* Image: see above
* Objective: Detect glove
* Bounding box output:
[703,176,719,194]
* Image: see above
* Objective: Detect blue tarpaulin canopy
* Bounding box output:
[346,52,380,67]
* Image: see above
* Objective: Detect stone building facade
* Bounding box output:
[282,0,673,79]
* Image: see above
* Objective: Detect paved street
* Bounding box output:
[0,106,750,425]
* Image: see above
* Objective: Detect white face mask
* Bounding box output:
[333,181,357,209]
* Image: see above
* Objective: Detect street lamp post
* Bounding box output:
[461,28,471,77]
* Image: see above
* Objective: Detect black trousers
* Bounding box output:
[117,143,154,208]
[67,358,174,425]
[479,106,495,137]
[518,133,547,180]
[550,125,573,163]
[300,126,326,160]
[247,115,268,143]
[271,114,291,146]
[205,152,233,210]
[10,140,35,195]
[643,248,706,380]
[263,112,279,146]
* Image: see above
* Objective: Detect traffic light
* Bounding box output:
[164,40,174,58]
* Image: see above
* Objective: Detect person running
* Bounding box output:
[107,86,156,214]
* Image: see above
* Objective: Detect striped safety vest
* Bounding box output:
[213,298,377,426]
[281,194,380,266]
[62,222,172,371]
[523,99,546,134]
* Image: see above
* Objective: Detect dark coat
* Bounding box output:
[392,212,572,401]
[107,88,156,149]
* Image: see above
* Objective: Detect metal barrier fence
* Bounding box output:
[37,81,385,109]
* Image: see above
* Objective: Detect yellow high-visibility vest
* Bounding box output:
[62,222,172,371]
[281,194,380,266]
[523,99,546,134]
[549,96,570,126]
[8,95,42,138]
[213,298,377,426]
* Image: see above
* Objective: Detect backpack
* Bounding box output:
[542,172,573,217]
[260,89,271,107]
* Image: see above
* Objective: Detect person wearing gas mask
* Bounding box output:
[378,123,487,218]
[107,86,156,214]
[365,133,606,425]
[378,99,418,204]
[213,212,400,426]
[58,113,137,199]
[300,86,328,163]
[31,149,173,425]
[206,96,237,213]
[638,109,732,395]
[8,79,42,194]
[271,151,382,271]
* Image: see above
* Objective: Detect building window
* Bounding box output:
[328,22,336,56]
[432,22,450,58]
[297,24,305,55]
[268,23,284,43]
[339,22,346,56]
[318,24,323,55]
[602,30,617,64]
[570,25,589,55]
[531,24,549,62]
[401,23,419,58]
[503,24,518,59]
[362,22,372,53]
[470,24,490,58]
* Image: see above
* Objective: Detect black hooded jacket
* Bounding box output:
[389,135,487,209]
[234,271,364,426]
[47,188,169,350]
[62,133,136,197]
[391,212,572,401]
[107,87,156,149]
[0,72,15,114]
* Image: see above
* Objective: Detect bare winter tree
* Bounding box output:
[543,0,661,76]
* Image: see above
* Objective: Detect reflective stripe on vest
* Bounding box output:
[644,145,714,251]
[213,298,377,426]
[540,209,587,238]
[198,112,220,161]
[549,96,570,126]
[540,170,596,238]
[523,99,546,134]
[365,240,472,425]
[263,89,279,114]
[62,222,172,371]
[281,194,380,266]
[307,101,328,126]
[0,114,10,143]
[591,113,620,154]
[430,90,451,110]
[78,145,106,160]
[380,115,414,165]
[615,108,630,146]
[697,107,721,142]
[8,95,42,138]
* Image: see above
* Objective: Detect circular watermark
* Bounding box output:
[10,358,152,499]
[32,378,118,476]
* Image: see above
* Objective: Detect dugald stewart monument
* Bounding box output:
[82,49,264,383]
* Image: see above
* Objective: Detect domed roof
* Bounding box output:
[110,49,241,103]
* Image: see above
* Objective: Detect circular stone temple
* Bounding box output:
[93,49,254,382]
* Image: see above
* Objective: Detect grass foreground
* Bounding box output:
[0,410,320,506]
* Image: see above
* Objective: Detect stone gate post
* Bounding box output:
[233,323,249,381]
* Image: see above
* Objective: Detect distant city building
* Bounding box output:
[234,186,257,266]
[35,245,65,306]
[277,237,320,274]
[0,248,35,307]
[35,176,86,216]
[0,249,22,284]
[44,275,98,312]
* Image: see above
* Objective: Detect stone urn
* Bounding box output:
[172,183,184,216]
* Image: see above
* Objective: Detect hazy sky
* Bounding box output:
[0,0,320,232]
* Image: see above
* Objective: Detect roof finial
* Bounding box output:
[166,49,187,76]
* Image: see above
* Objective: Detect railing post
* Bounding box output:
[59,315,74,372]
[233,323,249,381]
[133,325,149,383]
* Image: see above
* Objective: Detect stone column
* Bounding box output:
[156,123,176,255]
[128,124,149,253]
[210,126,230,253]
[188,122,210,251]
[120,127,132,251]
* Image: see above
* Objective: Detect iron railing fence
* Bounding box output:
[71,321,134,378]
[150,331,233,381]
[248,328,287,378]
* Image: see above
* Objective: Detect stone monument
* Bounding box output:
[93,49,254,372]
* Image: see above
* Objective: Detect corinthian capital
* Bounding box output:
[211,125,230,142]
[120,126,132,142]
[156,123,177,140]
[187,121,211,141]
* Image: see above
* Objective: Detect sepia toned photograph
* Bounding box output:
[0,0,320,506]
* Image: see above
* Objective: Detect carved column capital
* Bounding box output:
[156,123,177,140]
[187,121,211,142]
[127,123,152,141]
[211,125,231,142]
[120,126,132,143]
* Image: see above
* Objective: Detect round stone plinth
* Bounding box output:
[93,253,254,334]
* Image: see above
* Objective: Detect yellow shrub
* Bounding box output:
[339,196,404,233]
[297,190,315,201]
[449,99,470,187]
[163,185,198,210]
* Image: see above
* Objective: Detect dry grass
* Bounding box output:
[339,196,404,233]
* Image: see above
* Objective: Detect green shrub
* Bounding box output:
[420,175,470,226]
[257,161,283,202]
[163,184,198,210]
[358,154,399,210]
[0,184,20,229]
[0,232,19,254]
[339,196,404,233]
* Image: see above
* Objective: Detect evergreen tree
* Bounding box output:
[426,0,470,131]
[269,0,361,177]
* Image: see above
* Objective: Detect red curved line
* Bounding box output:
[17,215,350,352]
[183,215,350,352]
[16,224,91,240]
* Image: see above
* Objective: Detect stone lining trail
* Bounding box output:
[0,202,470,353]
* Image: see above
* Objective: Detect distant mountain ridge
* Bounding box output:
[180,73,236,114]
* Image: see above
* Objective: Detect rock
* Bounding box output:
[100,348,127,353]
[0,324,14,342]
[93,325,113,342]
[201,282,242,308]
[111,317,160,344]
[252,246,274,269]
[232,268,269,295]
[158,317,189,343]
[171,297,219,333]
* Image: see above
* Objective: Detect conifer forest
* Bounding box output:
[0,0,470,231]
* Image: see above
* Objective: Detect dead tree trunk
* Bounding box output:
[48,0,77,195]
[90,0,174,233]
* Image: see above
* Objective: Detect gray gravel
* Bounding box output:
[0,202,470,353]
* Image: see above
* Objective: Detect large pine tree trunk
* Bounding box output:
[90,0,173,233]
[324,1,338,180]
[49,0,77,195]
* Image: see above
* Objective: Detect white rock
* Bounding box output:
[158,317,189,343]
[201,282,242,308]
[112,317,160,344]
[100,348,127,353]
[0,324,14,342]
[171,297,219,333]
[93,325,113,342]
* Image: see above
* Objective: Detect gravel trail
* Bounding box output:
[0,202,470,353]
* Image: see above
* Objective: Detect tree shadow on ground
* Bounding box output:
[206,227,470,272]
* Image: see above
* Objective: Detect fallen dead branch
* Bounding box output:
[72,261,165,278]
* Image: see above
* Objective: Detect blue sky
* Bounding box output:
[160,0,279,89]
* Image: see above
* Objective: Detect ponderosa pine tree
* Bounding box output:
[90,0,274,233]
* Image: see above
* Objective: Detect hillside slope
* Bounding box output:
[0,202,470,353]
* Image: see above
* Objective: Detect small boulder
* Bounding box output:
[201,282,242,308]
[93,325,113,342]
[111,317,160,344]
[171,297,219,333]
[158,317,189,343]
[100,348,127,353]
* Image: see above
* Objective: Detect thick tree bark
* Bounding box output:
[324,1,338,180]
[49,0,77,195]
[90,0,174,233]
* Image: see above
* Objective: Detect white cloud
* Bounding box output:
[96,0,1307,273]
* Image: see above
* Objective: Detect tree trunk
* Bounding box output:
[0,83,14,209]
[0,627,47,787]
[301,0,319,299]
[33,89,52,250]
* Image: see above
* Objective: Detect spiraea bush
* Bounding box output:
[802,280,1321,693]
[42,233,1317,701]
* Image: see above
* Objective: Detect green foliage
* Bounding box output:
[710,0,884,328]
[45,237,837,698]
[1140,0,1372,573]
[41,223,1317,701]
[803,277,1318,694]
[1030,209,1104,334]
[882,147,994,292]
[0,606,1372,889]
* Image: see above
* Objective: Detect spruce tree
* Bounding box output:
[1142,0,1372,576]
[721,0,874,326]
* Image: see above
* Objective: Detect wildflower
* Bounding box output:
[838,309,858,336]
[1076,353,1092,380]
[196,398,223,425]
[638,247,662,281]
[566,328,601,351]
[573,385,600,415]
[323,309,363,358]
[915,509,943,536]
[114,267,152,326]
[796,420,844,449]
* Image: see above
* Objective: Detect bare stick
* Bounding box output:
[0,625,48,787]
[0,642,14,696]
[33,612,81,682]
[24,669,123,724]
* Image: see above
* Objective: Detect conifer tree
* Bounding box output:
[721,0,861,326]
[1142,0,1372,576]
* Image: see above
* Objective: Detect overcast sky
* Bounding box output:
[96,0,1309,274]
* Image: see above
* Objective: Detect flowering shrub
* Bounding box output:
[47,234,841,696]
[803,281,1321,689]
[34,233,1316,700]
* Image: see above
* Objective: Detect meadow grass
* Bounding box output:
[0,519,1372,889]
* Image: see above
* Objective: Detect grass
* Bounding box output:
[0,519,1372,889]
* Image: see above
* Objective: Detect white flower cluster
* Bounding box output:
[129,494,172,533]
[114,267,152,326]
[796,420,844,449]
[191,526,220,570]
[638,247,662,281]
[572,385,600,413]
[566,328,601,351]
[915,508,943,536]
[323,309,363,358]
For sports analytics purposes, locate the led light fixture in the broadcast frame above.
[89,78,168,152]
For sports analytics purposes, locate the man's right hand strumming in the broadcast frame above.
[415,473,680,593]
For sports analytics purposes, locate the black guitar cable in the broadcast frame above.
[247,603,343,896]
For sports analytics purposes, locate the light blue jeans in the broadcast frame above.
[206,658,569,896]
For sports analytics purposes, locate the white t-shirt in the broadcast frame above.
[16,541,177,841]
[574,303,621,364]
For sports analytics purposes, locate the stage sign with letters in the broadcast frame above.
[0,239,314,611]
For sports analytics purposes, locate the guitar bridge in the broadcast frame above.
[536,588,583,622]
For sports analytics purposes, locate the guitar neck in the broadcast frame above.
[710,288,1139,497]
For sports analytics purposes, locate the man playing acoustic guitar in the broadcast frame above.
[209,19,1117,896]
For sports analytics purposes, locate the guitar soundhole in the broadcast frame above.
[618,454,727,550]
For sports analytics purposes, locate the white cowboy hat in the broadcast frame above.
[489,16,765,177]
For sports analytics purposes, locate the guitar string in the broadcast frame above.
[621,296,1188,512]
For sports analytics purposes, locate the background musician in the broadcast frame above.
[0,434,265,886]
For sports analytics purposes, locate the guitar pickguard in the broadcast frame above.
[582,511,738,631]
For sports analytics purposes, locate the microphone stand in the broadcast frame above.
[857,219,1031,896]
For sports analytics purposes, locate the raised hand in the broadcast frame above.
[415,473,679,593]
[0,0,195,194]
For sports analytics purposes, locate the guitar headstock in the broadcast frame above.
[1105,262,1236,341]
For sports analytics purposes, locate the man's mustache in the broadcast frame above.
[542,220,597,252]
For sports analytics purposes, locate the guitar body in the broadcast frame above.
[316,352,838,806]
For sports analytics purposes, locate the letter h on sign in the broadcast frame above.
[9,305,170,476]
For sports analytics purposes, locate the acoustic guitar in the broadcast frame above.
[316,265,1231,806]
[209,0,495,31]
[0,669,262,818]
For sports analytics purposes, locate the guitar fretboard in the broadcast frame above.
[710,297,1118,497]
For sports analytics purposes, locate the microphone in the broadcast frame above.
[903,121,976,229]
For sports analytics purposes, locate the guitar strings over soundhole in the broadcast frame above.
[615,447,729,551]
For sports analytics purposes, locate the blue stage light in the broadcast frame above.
□ □ □ □ □
• _DIRECTIVE_: Starting at the first line and ending at the line that contains "[333,181,357,209]", write those lines out again, requests included, and shift every bounding box coordinate in the answers up by 38.

• _SOLUTION FOR THIS PROBLEM_:
* Image: see above
* Objective: Detect glove
* Bounding box output:
[741,214,757,232]
* Image: see above
* Objective: Detect blue tarpaulin canopy
* Bounding box output:
[384,90,418,105]
* Image: see above
* Objective: Detect stone building facade
* Bounding box output:
[320,38,711,117]
* Image: see above
* Objective: Detect paved street
* Bounding box output:
[38,144,788,463]
* Image: see above
* Objective: Detect white face mask
* Bounding box output:
[371,219,395,247]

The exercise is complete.